◆ Directive 1 ◆
Reproduce the whole post on serving XHTML as text/html, word for word.

## start Supplied text

Ultimately, I think that the current state of affairs, troublesome as it
may be in some aspects, is the only safe one. While I realize that
Mozilla's current inability to deal with XHTML+MathML (which I assume has
been at the back of this all along) when served as text/html is
frustrating, I think that's part of the price we'll have to pay to set a
firewall between XML and tag-soup. Right now, text/html is sort of the
"special" content-type for "the stuff we send over the WWW". It's also
been polluted quite heavily both by tag-soup documents and tag-soup
permissive browsers. What the W3C is moving towards is making XHTML "just
another XML application" and getting browsers to support XML in general
rather than just (X)HTML. As the XHTML standards evolve, newer versions
of XHTML simply aren't going to fit in the same box with HTML 4.01, 3.2,
2.0, and so forth. At some point, we have to step in and say "Everything
above this line is */xml and doesn't go to a tag-soup parser, because even
if this is sort of backwards-compatible, it's not long before things will
really start breaking." I think this is the point to do it. The
combination of XHTML and other XML applications is not an SGML mechanism;
it's XML, plain and simple, and I don't think that the historical oddity
of one of those applications being similar to what's served under
text/html MIME-types nowadays is enough to justify serving it up under
that magic MIME-type.

## end Supplied text
## start Items

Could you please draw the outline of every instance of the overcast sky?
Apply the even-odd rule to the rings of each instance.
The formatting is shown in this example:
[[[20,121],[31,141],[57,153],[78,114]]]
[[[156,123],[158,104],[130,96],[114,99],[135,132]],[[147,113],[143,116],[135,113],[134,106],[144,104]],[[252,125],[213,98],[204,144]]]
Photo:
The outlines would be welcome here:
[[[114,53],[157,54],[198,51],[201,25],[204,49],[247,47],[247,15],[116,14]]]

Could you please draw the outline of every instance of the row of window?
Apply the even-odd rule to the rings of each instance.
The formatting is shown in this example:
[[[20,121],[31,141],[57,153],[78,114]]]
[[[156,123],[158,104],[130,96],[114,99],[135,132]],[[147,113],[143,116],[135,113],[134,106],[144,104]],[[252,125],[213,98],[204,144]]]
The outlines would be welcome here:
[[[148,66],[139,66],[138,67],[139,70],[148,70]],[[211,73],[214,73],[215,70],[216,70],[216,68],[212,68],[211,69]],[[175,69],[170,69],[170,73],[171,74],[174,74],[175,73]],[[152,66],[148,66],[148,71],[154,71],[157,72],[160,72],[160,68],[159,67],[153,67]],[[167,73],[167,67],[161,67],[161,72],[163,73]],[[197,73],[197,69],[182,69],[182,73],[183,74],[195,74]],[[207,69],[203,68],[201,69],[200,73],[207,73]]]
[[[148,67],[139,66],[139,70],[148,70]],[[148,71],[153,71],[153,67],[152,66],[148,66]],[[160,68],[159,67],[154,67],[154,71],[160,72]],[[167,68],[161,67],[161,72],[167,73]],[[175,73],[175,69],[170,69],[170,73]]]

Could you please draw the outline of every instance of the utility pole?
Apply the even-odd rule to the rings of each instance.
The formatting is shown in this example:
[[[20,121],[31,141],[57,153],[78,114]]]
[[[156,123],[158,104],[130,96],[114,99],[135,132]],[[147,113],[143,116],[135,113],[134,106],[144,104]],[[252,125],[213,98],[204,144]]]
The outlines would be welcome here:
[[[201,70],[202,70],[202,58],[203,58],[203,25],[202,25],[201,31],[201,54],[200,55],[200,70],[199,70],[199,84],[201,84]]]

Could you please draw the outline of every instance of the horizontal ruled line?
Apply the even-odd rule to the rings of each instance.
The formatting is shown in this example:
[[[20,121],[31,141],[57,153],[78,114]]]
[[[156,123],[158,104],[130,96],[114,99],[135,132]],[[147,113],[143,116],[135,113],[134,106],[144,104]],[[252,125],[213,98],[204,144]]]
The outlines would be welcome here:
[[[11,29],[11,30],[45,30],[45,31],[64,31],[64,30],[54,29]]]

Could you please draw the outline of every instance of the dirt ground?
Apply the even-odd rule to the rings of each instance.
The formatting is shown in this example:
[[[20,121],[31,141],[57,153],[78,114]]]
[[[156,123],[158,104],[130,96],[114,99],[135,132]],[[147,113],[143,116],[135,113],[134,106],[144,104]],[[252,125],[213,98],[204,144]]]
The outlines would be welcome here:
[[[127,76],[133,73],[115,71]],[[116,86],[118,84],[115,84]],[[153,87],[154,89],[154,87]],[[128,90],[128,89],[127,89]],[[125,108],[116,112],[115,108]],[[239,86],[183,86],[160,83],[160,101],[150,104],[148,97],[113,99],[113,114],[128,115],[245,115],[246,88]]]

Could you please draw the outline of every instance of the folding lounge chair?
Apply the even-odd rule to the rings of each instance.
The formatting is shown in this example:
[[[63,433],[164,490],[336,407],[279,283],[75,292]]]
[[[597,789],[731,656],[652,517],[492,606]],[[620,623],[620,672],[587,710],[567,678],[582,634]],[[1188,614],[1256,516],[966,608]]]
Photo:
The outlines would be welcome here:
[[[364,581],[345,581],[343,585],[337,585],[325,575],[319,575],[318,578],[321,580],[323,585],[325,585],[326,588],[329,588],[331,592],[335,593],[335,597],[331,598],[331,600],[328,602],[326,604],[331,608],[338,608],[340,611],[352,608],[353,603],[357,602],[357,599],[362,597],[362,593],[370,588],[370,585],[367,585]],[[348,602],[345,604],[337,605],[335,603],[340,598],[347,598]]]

## end Items

◆ Directive 2 ◆
Please copy out the records word for word, starting at the line that contains "folding lounge chair?" and ending at the last line of the records, with both of those lines included.

◆ Full solution 1 ◆
Ultimately, I think that the current state of affairs, troublesome as it
may be in some aspects, is the only safe one. While I realize that
Mozilla's current inability to deal with XHTML+MathML (which I assume has
been at the back of this all along) when served as text/html is
frustrating, I think that's part of the price we'll have to pay to set a
firewall between XML and tag-soup. Right now, text/html is sort of the
"special" content-type for "the stuff we send over the WWW". It's also
been polluted quite heavily both by tag-soup documents and tag-soup
permissive browsers. What the W3C is moving towards is making XHTML "just
another XML application" and getting browsers to support XML in general
rather than just (X)HTML. As the XHTML standards evolve, newer versions
of XHTML simply aren't going to fit in the same box with HTML 4.01, 3.2,
2.0, and so forth. At some point, we have to step in and say "Everything
above this line is */xml and doesn't go to a tag-soup parser, because even
if this is sort of backwards-compatible, it's not long before things will
really start breaking." I think this is the point to do it. The
combination of XHTML and other XML applications is not an SGML mechanism;
it's XML, plain and simple, and I don't think that the historical oddity
of one of those applications being similar to what's served under
text/html MIME-types nowadays is enough to justify serving it up under
that magic MIME-type.

◆ Full solution 2 ◆
Could you please draw the outline of every instance of the folding lounge chair?
Apply the even-odd rule to the rings of each instance.
The formatting is shown in this example:
[[[63,433],[164,490],[336,407],[279,283],[75,292]]]
[[[597,789],[731,656],[652,517],[492,606]],[[620,623],[620,672],[587,710],[567,678],[582,634]],[[1188,614],[1256,516],[966,608]]]
Photo:
The outlines would be welcome here:
[[[364,581],[345,581],[343,585],[337,585],[325,575],[319,575],[318,578],[321,580],[323,585],[325,585],[326,588],[329,588],[331,592],[335,593],[335,597],[331,598],[331,600],[328,602],[326,604],[331,608],[338,608],[340,611],[352,608],[353,603],[357,602],[357,599],[362,597],[362,593],[370,588],[370,585],[367,585]],[[348,602],[345,604],[337,605],[335,603],[340,598],[347,598]]]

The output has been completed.